*Work to do*. Return only the lines starting at the line that contains "of the sponsor" and ending with the final line of the listing; include both endpoints.

*Data for the task*.
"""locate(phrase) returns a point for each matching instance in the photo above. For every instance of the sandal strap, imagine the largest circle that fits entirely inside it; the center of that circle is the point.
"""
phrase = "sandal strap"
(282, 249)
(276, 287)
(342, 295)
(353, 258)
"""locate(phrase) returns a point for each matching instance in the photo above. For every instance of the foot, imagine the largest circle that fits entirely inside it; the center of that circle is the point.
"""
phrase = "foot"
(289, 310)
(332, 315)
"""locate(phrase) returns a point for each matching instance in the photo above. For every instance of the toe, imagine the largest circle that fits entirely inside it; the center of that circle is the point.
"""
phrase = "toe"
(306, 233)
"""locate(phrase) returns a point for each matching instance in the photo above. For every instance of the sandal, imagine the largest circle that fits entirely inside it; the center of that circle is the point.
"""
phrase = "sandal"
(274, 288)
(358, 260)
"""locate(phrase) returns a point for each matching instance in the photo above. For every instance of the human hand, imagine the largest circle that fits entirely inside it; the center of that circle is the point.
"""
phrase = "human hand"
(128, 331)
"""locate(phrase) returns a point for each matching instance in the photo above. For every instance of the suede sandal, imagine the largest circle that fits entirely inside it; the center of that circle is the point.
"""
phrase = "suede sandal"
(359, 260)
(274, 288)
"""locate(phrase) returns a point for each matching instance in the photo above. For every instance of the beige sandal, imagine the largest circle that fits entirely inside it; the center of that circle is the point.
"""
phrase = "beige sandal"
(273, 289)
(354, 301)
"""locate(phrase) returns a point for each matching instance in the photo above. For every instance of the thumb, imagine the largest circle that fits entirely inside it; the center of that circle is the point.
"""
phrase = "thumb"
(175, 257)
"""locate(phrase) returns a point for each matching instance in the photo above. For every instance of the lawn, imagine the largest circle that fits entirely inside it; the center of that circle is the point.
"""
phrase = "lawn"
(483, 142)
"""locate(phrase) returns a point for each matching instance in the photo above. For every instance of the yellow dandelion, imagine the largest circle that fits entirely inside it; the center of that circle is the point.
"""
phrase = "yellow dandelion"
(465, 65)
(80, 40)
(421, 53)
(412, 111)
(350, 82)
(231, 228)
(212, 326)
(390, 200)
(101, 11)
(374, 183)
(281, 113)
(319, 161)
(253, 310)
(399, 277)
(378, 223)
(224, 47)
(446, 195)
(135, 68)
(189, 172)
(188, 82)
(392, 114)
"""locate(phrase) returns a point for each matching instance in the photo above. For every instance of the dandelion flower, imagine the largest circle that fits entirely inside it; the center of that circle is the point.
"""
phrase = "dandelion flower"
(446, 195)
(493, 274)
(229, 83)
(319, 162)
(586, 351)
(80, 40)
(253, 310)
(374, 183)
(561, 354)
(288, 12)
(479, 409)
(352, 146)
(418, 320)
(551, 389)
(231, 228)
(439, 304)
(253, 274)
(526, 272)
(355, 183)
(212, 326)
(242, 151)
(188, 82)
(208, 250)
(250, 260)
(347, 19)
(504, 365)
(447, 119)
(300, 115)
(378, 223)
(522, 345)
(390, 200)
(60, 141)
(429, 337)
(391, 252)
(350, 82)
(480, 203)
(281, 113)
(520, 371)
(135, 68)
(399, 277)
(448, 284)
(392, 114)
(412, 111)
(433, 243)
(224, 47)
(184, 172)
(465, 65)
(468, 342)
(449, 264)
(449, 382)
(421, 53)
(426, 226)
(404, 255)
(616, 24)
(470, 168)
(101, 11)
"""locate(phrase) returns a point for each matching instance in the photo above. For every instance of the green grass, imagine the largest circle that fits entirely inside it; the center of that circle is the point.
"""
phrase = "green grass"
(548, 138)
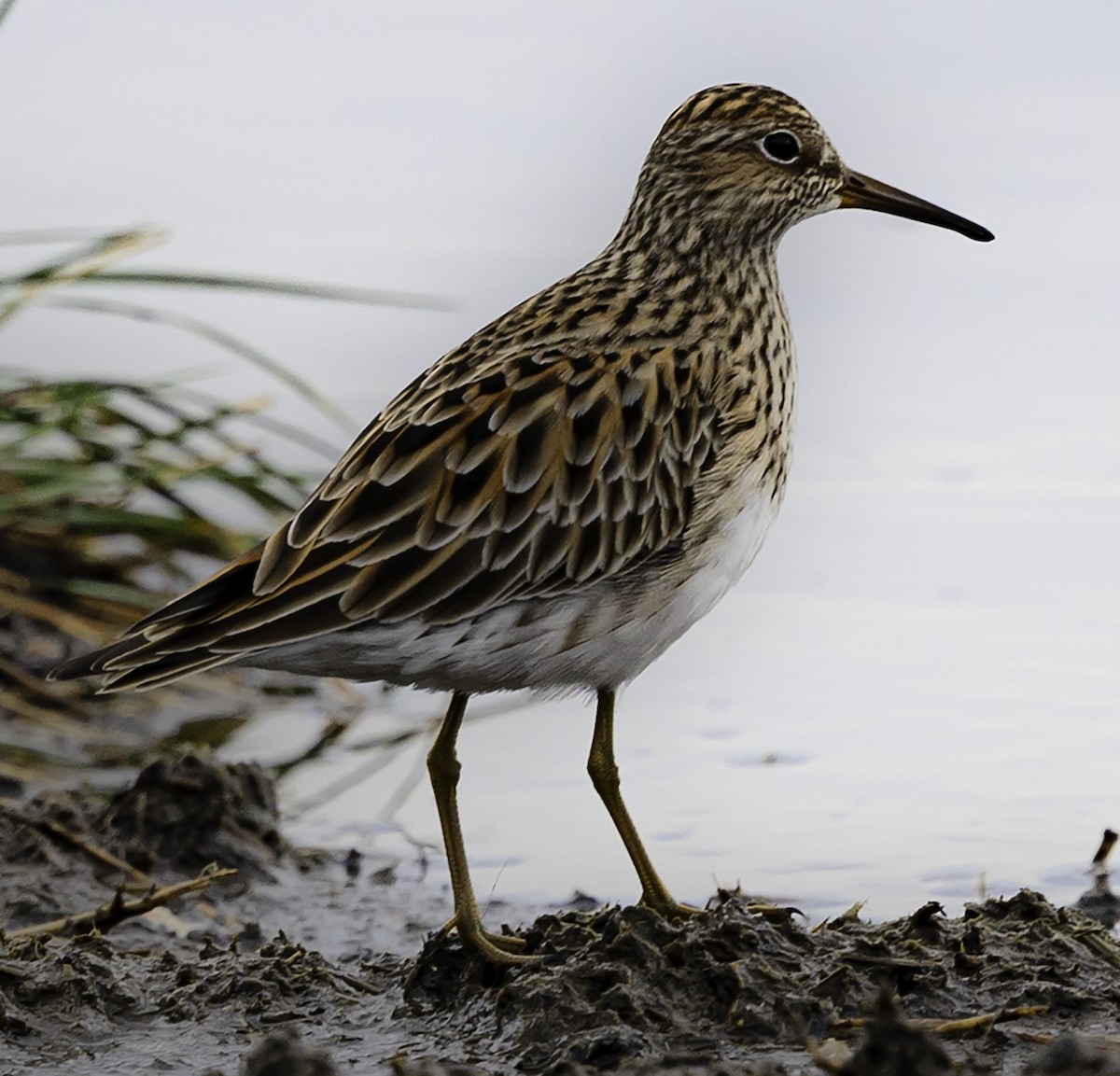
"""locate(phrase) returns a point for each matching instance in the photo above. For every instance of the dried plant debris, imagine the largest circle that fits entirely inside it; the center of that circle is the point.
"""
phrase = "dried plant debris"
(205, 981)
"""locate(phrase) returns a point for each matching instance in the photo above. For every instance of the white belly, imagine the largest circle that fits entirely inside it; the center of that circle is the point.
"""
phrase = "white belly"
(597, 637)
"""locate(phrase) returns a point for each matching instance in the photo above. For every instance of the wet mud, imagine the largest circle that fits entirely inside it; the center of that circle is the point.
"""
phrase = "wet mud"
(308, 963)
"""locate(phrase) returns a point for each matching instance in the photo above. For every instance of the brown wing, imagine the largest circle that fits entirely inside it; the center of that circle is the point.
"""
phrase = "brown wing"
(518, 478)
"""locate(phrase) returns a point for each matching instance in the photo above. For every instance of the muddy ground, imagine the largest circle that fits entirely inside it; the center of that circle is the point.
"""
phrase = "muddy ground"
(306, 964)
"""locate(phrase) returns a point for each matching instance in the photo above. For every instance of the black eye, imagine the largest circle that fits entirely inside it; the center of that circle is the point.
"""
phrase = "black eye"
(781, 146)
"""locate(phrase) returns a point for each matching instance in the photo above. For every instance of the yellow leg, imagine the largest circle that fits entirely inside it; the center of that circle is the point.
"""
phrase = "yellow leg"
(604, 771)
(443, 769)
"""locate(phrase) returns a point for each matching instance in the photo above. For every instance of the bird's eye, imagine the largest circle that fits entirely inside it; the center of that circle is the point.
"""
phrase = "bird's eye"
(781, 146)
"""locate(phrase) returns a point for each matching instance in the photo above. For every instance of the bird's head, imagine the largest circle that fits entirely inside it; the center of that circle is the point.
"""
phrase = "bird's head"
(748, 162)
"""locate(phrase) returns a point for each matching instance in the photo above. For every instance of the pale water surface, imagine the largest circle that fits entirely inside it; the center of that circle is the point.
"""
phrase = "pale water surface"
(916, 690)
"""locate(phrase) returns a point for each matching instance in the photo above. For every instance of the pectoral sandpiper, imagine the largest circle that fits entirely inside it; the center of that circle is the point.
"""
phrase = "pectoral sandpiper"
(559, 498)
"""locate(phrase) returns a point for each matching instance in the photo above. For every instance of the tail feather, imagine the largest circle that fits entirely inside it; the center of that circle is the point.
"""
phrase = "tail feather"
(148, 655)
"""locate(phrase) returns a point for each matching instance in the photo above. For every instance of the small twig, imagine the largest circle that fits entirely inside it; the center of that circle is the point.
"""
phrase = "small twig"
(949, 1028)
(117, 911)
(68, 836)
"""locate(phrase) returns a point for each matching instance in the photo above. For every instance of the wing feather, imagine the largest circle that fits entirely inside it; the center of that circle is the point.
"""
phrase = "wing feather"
(477, 486)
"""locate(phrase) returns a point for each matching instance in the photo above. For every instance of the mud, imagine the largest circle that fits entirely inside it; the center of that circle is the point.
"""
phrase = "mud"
(307, 963)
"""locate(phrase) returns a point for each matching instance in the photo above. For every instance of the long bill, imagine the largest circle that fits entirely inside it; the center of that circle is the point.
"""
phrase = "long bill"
(863, 192)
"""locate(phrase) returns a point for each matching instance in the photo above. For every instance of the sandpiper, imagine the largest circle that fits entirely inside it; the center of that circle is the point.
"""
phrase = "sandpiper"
(559, 498)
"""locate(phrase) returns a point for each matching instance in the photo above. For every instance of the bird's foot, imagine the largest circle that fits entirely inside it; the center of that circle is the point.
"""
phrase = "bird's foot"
(507, 950)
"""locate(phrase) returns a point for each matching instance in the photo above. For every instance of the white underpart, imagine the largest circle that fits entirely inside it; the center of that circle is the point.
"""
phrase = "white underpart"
(589, 638)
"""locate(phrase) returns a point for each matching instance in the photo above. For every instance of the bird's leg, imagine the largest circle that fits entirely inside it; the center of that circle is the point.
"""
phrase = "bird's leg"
(443, 769)
(604, 771)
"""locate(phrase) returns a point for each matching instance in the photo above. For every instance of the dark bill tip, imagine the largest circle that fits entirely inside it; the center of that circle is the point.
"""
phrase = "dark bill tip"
(863, 192)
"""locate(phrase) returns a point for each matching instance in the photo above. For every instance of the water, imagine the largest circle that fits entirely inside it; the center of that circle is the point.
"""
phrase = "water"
(914, 692)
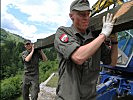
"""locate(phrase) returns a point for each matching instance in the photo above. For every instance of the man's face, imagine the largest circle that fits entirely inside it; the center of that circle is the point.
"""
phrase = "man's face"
(28, 46)
(81, 20)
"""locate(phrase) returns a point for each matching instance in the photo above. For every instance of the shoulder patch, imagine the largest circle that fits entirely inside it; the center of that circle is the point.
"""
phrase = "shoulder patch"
(64, 38)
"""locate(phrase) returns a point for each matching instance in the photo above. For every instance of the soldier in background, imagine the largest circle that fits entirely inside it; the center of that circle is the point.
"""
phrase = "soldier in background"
(31, 70)
(80, 53)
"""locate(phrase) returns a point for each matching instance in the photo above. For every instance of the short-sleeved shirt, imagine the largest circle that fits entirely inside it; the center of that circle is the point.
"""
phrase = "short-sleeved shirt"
(77, 82)
(31, 67)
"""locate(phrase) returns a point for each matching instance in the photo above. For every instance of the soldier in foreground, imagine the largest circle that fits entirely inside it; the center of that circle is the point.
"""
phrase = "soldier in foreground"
(80, 53)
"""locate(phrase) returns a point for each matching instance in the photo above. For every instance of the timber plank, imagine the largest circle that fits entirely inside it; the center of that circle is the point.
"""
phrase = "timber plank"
(123, 13)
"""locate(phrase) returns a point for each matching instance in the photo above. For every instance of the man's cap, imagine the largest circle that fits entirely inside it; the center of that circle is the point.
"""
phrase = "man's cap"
(80, 5)
(27, 41)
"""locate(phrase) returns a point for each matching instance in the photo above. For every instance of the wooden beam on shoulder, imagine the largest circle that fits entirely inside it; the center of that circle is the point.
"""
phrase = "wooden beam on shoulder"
(123, 13)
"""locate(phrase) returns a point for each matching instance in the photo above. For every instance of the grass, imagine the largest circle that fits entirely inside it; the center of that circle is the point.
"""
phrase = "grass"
(53, 82)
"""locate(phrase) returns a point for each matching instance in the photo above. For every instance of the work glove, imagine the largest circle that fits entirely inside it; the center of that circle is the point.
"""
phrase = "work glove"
(107, 25)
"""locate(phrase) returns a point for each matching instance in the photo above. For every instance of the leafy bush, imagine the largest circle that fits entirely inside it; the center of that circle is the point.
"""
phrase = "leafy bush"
(10, 87)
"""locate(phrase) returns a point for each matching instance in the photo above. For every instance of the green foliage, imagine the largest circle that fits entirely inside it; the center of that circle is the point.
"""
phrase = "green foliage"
(7, 36)
(11, 87)
(11, 47)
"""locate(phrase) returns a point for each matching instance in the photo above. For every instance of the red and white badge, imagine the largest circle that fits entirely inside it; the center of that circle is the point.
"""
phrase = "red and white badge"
(64, 38)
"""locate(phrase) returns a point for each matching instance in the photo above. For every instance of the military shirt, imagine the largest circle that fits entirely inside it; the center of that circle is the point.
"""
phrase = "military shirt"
(77, 82)
(31, 67)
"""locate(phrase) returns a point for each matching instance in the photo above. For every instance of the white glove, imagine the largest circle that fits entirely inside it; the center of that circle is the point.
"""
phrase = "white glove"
(107, 25)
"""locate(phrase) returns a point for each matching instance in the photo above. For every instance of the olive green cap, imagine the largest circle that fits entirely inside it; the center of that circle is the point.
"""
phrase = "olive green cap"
(80, 5)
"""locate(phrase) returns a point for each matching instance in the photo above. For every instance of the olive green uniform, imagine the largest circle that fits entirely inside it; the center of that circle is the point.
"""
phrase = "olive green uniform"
(31, 75)
(77, 82)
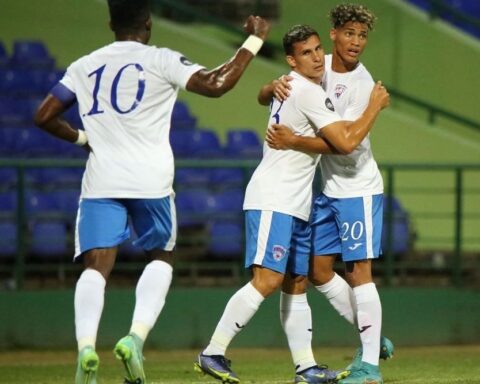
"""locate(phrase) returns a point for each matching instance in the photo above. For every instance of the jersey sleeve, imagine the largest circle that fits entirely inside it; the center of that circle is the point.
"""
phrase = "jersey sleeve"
(176, 68)
(358, 100)
(317, 107)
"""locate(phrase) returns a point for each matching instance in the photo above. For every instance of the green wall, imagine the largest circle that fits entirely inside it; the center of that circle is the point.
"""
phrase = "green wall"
(411, 317)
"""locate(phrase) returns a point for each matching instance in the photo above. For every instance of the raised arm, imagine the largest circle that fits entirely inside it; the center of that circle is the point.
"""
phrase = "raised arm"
(216, 82)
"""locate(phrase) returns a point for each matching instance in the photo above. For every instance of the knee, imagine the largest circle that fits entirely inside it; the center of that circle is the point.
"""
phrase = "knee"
(321, 276)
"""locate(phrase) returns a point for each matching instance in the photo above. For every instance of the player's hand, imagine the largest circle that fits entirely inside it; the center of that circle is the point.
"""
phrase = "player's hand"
(279, 137)
(380, 96)
(255, 25)
(281, 87)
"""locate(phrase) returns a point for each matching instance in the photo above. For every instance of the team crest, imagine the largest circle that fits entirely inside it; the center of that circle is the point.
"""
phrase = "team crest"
(339, 89)
(279, 252)
(329, 104)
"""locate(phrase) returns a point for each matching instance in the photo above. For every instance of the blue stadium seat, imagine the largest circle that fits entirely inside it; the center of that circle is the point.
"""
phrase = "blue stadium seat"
(49, 238)
(227, 239)
(205, 144)
(243, 143)
(195, 143)
(193, 206)
(31, 54)
(182, 117)
(8, 240)
(4, 59)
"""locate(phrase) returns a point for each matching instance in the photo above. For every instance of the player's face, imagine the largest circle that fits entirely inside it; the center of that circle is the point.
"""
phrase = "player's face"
(308, 58)
(349, 42)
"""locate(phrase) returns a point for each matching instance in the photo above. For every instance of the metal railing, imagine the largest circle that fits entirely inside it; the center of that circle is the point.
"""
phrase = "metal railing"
(457, 193)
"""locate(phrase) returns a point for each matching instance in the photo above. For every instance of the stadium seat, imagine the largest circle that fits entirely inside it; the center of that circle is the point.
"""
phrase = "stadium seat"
(205, 144)
(243, 143)
(8, 240)
(31, 54)
(182, 118)
(193, 206)
(4, 59)
(195, 143)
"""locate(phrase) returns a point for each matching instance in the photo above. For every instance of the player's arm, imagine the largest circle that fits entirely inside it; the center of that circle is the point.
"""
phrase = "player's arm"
(278, 88)
(281, 137)
(346, 136)
(48, 118)
(216, 82)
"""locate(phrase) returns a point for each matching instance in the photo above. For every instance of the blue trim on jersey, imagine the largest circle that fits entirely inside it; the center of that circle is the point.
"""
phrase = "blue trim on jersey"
(351, 227)
(277, 241)
(62, 93)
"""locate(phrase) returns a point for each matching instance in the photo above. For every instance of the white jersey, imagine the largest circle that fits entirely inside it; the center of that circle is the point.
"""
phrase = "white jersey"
(282, 182)
(356, 174)
(126, 92)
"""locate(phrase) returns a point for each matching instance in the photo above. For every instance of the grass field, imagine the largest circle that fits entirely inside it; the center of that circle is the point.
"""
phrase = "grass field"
(432, 365)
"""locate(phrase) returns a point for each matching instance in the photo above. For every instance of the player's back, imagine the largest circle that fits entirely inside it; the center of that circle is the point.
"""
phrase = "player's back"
(126, 92)
(282, 181)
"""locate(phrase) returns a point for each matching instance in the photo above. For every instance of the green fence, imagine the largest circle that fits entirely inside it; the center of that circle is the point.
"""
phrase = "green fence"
(442, 204)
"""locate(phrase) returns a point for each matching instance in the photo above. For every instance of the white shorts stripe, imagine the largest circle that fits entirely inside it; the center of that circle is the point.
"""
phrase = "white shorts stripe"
(263, 233)
(367, 207)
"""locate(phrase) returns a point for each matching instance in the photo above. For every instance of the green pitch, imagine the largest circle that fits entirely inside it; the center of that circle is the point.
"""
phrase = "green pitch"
(427, 365)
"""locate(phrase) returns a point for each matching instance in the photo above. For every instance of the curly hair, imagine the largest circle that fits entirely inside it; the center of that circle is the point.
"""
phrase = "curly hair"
(343, 13)
(295, 34)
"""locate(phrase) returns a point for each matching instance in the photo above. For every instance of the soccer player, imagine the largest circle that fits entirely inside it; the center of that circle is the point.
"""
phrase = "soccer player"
(347, 216)
(277, 206)
(126, 91)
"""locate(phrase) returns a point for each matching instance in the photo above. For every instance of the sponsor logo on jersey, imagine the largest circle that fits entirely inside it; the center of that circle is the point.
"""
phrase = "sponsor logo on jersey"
(339, 89)
(329, 104)
(279, 252)
(185, 61)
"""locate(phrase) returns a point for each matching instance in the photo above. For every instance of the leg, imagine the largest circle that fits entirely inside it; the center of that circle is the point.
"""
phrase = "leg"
(154, 222)
(336, 290)
(239, 310)
(89, 298)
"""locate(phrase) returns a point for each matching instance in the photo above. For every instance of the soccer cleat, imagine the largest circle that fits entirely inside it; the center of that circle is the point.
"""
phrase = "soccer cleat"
(364, 374)
(216, 366)
(386, 352)
(87, 366)
(318, 375)
(129, 351)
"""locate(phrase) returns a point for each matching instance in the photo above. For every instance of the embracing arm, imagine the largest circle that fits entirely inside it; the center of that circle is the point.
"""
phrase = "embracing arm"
(218, 81)
(281, 137)
(345, 137)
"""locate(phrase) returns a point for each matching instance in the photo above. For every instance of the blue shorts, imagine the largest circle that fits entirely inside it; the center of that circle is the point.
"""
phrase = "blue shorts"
(277, 241)
(103, 223)
(351, 227)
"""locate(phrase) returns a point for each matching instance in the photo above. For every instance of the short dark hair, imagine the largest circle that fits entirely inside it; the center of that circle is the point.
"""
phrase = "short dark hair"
(295, 34)
(343, 13)
(128, 15)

*Exercise solution*.
"""locate(phrase) returns a point for each matching instance in the photo above. For every instance of the sponsor logo on jersey, imagine the largest circle that fits entirely inside it; the center of that circle is the point.
"""
phrase = "sponsor logo on jersey"
(339, 89)
(329, 104)
(279, 252)
(185, 61)
"""locate(phrase) returns a point for each matching instance in the photo above. For every instance of the leg, imagine the largest circle that fits entirely inside it; the center of that circle is the point.
"""
phrase = "leg"
(154, 222)
(336, 290)
(239, 310)
(89, 298)
"""locate(phrase) returns a point for each matching instance in the photo above. For every instance of the soccer cleat, imagine the largest circle that fits entirely inside it; the center of that circle is the point.
"""
phrase = "soccer cleat"
(364, 374)
(216, 366)
(386, 352)
(87, 366)
(318, 375)
(129, 351)
"""locate(phrase) returns a point for each matching instance in the photo above. For every instance of the embracing arm, imagine the largest circle that fits entirely inside it; the center of that circle is the point.
"""
phrase = "embracing arm"
(218, 81)
(281, 137)
(345, 137)
"""locate(phrase) returns a point for each matching instance in the photo above. For every instance of the blue shorts, imagine the largest circle that fits entirely inside it; the center of that circle is the point.
"""
phrase = "blue shorts"
(277, 241)
(103, 223)
(351, 227)
"""locate(phrase) returns a point for each matching instance in the photo above. For every instance of the short dark hair, imagine the largest circle that fits entirely inside it; the center of that circle is the point.
"""
phrase = "short dark hair"
(295, 34)
(343, 13)
(128, 15)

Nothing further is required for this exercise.